Exercise | Turn every line of the data below into a numbered list, leaving out any blank lines.

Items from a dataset
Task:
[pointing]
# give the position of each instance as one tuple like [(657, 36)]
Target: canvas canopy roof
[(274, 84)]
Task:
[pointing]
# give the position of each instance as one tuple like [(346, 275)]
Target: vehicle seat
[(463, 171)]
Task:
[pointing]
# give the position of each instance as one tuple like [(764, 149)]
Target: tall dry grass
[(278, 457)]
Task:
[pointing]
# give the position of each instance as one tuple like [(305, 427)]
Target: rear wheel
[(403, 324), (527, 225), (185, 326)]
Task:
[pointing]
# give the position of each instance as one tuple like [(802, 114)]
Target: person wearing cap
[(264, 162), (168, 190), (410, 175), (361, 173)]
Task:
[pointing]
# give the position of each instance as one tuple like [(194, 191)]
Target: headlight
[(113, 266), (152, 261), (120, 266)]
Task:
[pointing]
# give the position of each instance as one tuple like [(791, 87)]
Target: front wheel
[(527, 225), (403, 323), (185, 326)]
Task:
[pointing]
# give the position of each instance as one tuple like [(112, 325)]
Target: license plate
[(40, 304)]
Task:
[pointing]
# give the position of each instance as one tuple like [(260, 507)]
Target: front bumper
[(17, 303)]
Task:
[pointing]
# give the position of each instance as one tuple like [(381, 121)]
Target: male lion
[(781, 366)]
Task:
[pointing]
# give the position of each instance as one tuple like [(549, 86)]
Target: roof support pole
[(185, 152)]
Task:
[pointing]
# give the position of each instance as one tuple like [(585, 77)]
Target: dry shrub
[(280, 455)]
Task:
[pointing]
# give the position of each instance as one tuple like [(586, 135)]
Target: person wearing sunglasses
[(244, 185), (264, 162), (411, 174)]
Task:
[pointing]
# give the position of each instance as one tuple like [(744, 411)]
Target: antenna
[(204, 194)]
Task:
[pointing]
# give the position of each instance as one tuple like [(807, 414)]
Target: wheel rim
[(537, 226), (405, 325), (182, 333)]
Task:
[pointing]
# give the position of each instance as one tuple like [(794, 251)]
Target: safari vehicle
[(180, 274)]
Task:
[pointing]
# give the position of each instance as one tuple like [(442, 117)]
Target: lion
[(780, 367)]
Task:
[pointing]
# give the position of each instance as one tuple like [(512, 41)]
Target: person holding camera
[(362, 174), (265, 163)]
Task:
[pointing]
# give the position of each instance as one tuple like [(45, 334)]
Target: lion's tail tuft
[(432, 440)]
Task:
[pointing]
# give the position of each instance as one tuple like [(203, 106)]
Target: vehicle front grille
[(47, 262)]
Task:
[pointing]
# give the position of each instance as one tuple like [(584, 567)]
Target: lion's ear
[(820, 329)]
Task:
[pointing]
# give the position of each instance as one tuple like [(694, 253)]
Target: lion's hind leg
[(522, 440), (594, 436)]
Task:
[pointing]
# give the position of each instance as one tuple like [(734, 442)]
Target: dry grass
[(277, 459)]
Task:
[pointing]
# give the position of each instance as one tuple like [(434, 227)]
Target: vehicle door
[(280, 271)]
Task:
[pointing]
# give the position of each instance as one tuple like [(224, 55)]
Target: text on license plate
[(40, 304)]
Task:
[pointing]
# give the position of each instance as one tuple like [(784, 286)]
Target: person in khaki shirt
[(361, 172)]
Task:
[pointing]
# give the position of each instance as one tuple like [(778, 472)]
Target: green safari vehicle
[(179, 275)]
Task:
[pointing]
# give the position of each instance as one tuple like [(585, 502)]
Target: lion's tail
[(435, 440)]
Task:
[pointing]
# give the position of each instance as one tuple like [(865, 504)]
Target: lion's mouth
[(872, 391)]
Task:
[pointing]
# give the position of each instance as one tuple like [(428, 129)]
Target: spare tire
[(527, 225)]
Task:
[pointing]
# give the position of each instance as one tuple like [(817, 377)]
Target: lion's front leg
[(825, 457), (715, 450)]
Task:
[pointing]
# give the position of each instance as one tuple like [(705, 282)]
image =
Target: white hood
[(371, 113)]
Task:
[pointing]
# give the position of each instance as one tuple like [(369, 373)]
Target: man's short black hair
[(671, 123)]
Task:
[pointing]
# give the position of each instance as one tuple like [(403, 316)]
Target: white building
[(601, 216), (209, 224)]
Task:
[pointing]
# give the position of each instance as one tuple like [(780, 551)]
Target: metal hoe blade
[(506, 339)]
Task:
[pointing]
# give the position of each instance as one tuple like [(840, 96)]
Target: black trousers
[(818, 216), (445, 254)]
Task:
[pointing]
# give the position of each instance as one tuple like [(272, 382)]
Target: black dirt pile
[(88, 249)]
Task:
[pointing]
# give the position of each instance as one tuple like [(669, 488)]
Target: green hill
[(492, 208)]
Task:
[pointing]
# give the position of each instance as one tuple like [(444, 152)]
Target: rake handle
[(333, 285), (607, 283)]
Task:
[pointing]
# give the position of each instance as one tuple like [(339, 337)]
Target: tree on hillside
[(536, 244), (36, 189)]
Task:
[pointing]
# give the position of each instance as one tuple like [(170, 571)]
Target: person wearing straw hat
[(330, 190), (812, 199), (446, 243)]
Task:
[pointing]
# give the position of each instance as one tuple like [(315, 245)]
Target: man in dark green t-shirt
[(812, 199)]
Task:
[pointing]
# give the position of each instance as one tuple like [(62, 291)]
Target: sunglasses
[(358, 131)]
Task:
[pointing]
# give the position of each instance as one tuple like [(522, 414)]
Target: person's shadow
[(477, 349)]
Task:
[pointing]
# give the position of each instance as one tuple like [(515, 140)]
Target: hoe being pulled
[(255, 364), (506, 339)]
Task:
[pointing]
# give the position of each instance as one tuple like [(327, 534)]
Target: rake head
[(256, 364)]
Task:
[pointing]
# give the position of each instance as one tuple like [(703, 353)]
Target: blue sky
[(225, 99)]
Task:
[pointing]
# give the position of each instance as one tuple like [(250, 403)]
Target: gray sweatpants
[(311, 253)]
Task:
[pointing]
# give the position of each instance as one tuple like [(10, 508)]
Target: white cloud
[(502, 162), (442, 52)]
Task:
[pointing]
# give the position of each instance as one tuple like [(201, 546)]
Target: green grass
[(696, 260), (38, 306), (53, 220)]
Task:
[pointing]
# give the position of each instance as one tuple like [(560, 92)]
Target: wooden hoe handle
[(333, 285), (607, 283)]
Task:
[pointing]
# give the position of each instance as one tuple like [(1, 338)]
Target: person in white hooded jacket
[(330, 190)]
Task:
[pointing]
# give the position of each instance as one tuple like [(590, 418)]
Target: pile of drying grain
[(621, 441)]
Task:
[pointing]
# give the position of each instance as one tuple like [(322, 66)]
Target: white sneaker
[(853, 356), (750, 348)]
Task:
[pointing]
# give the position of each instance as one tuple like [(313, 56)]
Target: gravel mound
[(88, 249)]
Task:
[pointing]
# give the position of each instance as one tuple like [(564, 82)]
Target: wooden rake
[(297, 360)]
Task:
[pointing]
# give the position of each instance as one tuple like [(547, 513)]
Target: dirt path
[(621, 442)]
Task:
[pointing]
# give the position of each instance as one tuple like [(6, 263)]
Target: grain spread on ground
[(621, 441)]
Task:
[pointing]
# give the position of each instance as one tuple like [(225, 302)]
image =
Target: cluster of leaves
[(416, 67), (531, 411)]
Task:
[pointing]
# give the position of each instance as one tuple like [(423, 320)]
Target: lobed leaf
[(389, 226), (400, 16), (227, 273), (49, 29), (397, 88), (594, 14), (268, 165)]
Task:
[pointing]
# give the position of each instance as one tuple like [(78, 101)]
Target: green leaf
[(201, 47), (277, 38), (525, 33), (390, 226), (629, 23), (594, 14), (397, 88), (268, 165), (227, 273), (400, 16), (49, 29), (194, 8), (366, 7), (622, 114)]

The response |
1. Task:
2. [pointing]
3. # give the position of each instance as one tuple like [(657, 36)]
4. Target: canvas canopy roof
5. [(274, 84)]
6. Task:
7. [pointing]
8. # give the position of each instance as one tuple like [(346, 275)]
9. Target: vehicle seat
10. [(463, 171)]
11. Task:
12. [pointing]
13. # give the position of each instance as one tuple like [(764, 149)]
14. Target: tall dry grass
15. [(278, 457)]
16. Task:
17. [pointing]
18. # give the position of each instance as one tuple like [(305, 427)]
19. Target: rear wheel
20. [(403, 324), (527, 225), (185, 326)]
21. Task:
22. [pointing]
23. # give the position of each instance as one tuple like [(802, 114)]
24. Target: person wearing cap
25. [(264, 162), (168, 190), (410, 175), (361, 173)]
26. Task:
27. [pointing]
28. # give the position of each instance as one tuple like [(194, 191)]
29. Target: headlight
30. [(113, 266), (152, 261), (120, 266)]
31. Task:
32. [pointing]
33. # give the position of each instance as one tuple like [(791, 87)]
34. Target: front wheel
35. [(527, 225), (403, 323), (185, 326)]
36. Task:
37. [pointing]
38. # give the position of each instance as one tuple like [(112, 325)]
39. Target: license plate
40. [(40, 304)]
41. Task:
42. [pointing]
43. # give the position of each instance as one tuple like [(260, 507)]
44. Target: front bumper
45. [(17, 303)]
46. Task:
47. [pointing]
48. # give the position of each instance as one tuple like [(381, 121)]
49. Target: male lion
50. [(781, 366)]
51. Task:
52. [pointing]
53. # give the position of each instance as one tuple like [(549, 86)]
54. Target: roof support pole
55. [(185, 152)]
56. Task:
57. [pointing]
58. # give the position of each instance as one tuple like [(585, 77)]
59. Target: dry shrub
60. [(280, 455)]
61. Task:
62. [pointing]
63. # give the position of each instance as one tuple like [(586, 135)]
64. Target: person wearing sunglasses
65. [(244, 185), (264, 162), (411, 174)]
66. Task:
67. [pointing]
68. # give the position of each instance as one tuple like [(744, 411)]
69. Target: antenna
70. [(204, 194)]
71. Task:
72. [pointing]
73. # give the position of each instance as one tuple like [(807, 414)]
74. Target: wheel rim
75. [(537, 226), (405, 325), (182, 333)]
76. Task:
77. [pointing]
78. # give the position of each instance as one tuple like [(794, 251)]
79. Target: safari vehicle
80. [(180, 274)]
81. Task:
82. [pointing]
83. # give the position of each instance as one tuple like [(442, 117)]
84. Target: lion
85. [(780, 367)]
86. Task:
87. [pointing]
88. # give the position of each instance as one tuple like [(512, 41)]
89. Target: person holding camera
90. [(362, 174), (265, 163)]
91. Task:
92. [pointing]
93. # give the position of each instance as one tuple like [(45, 334)]
94. Target: lion's tail tuft
95. [(432, 440)]
96. Task:
97. [pointing]
98. # give the position of each instance as one tuple like [(203, 106)]
99. Target: vehicle front grille
100. [(47, 262)]
101. Task:
102. [pointing]
103. # give the position of each instance as one tuple like [(584, 567)]
104. Target: lion's ear
105. [(820, 329)]
106. Task:
107. [pointing]
108. # give the position of each instance as one tuple like [(694, 253)]
109. Target: lion's hind leg
110. [(522, 440), (594, 436)]
111. Task:
112. [pointing]
113. # give the position of each instance as one tuple like [(734, 442)]
114. Target: dry grass
115. [(277, 459)]
116. Task:
117. [pointing]
118. # give the position of each instance as one tuple like [(434, 227)]
119. Target: vehicle door
120. [(280, 271)]
121. Task:
122. [pointing]
123. # give the position of each instance as one tuple like [(224, 55)]
124. Target: text on license plate
125. [(40, 304)]
126. Task:
127. [pointing]
128. # give the position of each instance as one tuple like [(784, 286)]
129. Target: person in khaki shirt
130. [(361, 172)]
131. Task:
132. [pointing]
133. # give the position of each instance as one tuple like [(778, 472)]
134. Target: green safari vehicle
135. [(179, 275)]
136. Task:
137. [pointing]
138. # give the position of each instance as one tuple like [(585, 502)]
139. Target: lion's tail
140. [(435, 440)]
141. Task:
142. [pointing]
143. # give the position of each instance as one tuple like [(865, 504)]
144. Target: lion's mouth
145. [(872, 391)]
146. Task:
147. [pointing]
148. # give the position of each instance as one tuple like [(428, 129)]
149. Target: spare tire
150. [(527, 225)]
151. Task:
152. [pointing]
153. # give the position of each instance as one tuple like [(817, 377)]
154. Target: lion's front leg
155. [(825, 457), (715, 450)]
156. Task:
157. [pointing]
158. # give the position of each instance as one tuple like [(705, 282)]
159. image =
160. Target: white hood
161. [(371, 113)]
162. Task:
163. [pointing]
164. # give the position of each instance as one tuple like [(369, 373)]
165. Target: man's short black hair
166. [(671, 123)]
167. Task:
168. [pointing]
169. # give the position of each instance as one tuple like [(403, 316)]
170. Target: white building
171. [(601, 216), (209, 224)]
172. Task:
173. [pointing]
174. # give the position of each instance as one tuple like [(780, 551)]
175. Target: metal hoe blade
176. [(506, 339)]
177. Task:
178. [pointing]
179. # give the position of each instance as one tuple like [(840, 96)]
180. Target: black trousers
181. [(818, 216), (445, 254)]
182. Task:
183. [pointing]
184. # give the position of each instance as one tuple like [(272, 382)]
185. Target: black dirt pile
186. [(88, 249)]
187. Task:
188. [pointing]
189. # give the position of each instance as one tuple like [(669, 488)]
190. Target: green hill
191. [(492, 208)]
192. Task:
193. [pointing]
194. # give the position of each instance as one tuple like [(444, 152)]
195. Target: rake handle
196. [(333, 285), (607, 283)]
197. Task:
198. [pointing]
199. # give the position of each instance as one tuple like [(339, 337)]
200. Target: tree on hillside
201. [(536, 244), (36, 189)]
202. Task:
203. [pointing]
204. # give the position of each instance as one tuple like [(170, 571)]
205. Target: person wearing straw hat
206. [(330, 190), (812, 199), (446, 243)]
207. Task:
208. [pointing]
209. # give the position of each instance as one tuple like [(315, 245)]
210. Target: man in dark green t-shirt
211. [(812, 199)]
212. Task:
213. [pointing]
214. # give the position of each instance as one tuple like [(62, 291)]
215. Target: sunglasses
216. [(358, 131)]
217. Task:
218. [pointing]
219. # give the position of each instance as one tuple like [(522, 414)]
220. Target: person's shadow
221. [(477, 349)]
222. Task:
223. [pointing]
224. # give the position of each instance as one tuple like [(515, 140)]
225. Target: hoe being pulled
226. [(255, 364), (506, 339)]
227. Task:
228. [pointing]
229. # give the position of each instance as one tuple like [(327, 534)]
230. Target: rake head
231. [(256, 364)]
232. Task:
233. [pointing]
234. # give the position of each instance as one tuple like [(703, 353)]
235. Target: blue sky
236. [(225, 99)]
237. Task:
238. [pointing]
239. # give the position of each instance as one tuple like [(250, 403)]
240. Target: gray sweatpants
241. [(311, 253)]
242. Task:
243. [pointing]
244. # give the position of each instance as one tuple like [(10, 508)]
245. Target: white cloud
246. [(502, 162), (442, 52)]
247. Task:
248. [pointing]
249. # give the position of each instance as one tuple like [(201, 546)]
250. Target: green grass
251. [(696, 260), (38, 306), (53, 220)]
252. Task:
253. [pointing]
254. # give the position of each instance as one tuple like [(560, 92)]
255. Target: wooden hoe handle
256. [(333, 285), (607, 283)]
257. Task:
258. [pointing]
259. # give the position of each instance as one tuple like [(1, 338)]
260. Target: person in white hooded jacket
261. [(330, 190)]
262. Task:
263. [pointing]
264. # give the position of each instance as one tuple like [(590, 418)]
265. Target: pile of drying grain
266. [(621, 441)]
267. Task:
268. [pointing]
269. # give the position of each instance as one tuple like [(322, 66)]
270. Target: white sneaker
271. [(853, 356), (750, 348)]
272. Task:
273. [pointing]
274. # give the position of each instance as one tuple like [(313, 56)]
275. Target: gravel mound
276. [(88, 249)]
277. Task:
278. [pointing]
279. # give the position of each instance as one tuple like [(564, 82)]
280. Target: wooden rake
281. [(297, 360)]
282. Task:
283. [pointing]
284. # give the position of each instance as one tuple like [(547, 513)]
285. Target: dirt path
286. [(621, 442)]
287. Task:
288. [pointing]
289. # give the position of each instance as one tuple like [(6, 263)]
290. Target: grain spread on ground
291. [(621, 441)]
292. Task:
293. [pointing]
294. # give the position of each instance as one tuple like [(225, 302)]
295. image =
296. Target: cluster of leaves
297. [(416, 67), (531, 411)]
298. Task:
299. [pointing]
300. # give the position of each instance as one tuple like [(423, 320)]
301. Target: lobed leaf
302. [(389, 226), (400, 16), (227, 273), (49, 29), (397, 88), (594, 14), (268, 165)]
303. Task:
304. [pointing]
305. # give the position of each instance as one tuple like [(78, 101)]
306. Target: green leaf
307. [(201, 47), (277, 38), (525, 33), (390, 226), (629, 23), (594, 14), (397, 88), (268, 165), (227, 273), (400, 16), (49, 29), (194, 8), (366, 7), (622, 114)]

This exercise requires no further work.